Dataset excerpt:
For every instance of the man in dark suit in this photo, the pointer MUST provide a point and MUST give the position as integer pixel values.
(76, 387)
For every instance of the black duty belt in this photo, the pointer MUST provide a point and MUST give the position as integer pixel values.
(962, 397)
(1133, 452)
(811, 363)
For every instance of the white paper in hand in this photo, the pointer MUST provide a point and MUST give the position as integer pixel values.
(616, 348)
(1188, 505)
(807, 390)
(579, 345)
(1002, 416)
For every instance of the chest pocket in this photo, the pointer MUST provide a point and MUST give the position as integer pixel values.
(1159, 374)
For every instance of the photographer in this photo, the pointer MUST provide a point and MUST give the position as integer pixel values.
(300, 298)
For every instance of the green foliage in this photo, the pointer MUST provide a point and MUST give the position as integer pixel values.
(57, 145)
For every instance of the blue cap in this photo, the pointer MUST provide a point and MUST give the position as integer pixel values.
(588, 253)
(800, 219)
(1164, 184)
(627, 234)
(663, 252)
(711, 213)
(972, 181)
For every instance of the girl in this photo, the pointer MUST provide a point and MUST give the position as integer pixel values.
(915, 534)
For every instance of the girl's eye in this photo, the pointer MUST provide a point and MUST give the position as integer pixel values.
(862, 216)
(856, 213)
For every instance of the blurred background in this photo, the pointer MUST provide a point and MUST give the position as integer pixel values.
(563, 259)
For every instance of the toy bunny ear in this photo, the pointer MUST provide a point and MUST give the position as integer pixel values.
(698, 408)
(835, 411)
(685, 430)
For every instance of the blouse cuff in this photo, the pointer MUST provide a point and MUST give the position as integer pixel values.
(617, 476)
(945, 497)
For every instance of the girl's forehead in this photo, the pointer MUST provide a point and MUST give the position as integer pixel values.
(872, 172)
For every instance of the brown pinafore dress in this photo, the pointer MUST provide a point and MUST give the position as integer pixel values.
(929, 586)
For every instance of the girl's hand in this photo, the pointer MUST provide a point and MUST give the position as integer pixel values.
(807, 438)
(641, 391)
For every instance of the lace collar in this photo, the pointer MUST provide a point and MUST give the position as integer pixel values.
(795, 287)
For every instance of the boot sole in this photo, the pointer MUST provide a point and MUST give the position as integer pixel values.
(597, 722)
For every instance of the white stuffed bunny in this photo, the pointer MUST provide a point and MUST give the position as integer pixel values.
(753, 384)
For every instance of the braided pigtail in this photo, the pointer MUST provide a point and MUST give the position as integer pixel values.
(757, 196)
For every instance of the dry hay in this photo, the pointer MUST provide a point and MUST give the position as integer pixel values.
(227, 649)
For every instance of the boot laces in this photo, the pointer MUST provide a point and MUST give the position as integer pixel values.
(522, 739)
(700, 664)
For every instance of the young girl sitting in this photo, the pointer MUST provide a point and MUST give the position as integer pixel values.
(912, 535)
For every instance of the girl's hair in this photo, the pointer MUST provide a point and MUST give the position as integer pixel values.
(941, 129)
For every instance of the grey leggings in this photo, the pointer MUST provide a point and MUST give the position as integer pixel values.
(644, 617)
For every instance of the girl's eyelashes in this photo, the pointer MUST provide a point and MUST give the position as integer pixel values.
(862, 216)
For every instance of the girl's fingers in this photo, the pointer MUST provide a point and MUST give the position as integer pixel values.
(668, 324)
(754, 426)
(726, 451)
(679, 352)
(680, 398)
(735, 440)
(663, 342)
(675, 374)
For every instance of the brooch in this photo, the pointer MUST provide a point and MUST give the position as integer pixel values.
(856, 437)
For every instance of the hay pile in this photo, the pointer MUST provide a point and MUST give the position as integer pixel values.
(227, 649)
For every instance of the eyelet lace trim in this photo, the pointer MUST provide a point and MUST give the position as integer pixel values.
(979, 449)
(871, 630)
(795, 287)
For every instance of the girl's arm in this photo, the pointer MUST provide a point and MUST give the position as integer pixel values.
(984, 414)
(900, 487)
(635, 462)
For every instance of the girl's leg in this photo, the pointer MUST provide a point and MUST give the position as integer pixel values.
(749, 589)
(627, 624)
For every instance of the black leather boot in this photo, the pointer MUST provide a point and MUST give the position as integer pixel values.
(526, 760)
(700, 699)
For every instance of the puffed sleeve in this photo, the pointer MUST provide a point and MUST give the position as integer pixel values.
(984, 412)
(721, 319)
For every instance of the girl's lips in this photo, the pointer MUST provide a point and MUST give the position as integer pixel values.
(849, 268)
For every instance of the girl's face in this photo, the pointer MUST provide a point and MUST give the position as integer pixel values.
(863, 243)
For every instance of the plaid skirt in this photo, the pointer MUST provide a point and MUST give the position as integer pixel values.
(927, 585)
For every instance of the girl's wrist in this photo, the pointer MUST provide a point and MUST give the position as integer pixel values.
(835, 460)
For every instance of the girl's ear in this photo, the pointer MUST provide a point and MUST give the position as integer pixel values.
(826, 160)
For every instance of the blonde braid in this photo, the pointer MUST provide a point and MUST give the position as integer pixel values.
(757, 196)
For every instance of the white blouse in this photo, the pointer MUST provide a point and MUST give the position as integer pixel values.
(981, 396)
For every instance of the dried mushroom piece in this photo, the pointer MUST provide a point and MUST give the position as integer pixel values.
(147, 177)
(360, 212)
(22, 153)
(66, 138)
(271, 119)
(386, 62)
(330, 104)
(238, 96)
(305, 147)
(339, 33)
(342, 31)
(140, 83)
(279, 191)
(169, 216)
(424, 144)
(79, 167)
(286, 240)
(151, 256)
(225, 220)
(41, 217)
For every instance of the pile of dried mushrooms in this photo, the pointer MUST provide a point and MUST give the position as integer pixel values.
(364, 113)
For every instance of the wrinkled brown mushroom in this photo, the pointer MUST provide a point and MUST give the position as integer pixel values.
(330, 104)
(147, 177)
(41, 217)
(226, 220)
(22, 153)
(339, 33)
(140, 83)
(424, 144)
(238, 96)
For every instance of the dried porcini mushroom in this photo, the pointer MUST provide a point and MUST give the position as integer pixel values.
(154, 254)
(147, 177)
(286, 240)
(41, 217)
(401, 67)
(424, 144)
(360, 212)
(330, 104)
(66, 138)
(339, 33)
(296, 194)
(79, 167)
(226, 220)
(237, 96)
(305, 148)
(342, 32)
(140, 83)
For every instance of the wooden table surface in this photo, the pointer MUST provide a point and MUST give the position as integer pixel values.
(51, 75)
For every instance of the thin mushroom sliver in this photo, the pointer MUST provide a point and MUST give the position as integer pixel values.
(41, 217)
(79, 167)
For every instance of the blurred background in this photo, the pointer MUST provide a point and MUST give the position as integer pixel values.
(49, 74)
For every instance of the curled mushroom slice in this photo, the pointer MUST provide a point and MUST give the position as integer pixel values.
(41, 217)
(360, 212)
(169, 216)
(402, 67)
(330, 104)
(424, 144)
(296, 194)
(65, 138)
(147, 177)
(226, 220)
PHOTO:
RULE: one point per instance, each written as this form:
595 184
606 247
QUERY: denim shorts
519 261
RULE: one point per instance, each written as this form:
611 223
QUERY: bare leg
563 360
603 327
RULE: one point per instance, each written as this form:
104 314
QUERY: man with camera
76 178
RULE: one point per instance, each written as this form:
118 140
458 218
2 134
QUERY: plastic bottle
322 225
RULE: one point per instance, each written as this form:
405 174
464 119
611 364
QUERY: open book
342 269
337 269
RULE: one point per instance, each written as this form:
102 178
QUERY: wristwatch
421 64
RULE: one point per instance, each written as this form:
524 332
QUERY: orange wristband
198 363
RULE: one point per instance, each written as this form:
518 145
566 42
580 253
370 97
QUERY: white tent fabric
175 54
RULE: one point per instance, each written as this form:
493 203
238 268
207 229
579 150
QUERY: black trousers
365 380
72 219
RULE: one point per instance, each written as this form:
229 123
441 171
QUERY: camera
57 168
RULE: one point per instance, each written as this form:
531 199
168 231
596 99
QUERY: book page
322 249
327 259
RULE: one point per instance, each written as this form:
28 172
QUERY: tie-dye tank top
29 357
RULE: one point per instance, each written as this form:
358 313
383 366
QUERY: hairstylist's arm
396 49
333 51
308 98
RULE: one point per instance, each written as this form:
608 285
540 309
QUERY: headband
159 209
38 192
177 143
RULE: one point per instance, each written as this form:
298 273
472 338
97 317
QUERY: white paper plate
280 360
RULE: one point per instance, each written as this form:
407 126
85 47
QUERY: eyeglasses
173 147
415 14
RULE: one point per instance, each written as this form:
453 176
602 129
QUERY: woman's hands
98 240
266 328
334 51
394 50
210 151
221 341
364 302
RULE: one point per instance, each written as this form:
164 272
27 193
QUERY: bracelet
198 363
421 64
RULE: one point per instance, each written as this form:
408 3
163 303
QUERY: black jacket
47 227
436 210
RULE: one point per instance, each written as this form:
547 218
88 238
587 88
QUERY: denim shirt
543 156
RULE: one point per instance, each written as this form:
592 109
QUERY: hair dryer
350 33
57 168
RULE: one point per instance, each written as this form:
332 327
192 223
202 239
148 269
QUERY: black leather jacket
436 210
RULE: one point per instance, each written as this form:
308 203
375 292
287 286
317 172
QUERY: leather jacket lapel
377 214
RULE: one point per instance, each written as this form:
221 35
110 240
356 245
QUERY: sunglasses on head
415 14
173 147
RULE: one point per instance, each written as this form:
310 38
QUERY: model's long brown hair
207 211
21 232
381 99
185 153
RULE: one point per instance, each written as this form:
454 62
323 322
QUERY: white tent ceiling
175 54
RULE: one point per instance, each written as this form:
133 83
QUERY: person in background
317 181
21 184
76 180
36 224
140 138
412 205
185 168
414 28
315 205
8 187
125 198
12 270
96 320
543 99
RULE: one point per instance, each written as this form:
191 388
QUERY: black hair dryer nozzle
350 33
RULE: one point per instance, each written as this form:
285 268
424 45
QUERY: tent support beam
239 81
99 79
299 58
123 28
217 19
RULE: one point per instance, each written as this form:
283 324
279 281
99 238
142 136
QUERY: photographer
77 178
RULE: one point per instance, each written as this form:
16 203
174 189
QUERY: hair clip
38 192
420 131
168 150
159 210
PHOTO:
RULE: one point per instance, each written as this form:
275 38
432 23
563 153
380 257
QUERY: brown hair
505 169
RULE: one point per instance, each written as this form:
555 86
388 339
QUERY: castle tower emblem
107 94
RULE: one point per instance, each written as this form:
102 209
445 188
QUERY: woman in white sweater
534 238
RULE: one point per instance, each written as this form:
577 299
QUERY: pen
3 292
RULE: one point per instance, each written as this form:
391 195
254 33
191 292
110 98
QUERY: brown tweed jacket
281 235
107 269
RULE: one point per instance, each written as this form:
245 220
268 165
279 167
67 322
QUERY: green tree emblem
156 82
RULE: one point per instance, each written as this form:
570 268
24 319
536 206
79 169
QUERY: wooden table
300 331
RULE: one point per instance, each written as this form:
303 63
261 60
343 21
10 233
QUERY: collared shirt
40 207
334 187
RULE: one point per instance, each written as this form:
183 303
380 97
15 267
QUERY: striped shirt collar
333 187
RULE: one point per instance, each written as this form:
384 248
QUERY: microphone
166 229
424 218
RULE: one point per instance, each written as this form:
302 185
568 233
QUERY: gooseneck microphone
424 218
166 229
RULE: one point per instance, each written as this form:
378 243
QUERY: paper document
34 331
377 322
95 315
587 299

Exercise directions — Count how many lines of the entries above contain the string "microphone", treating case as significant, and give only the number.

Full output — 2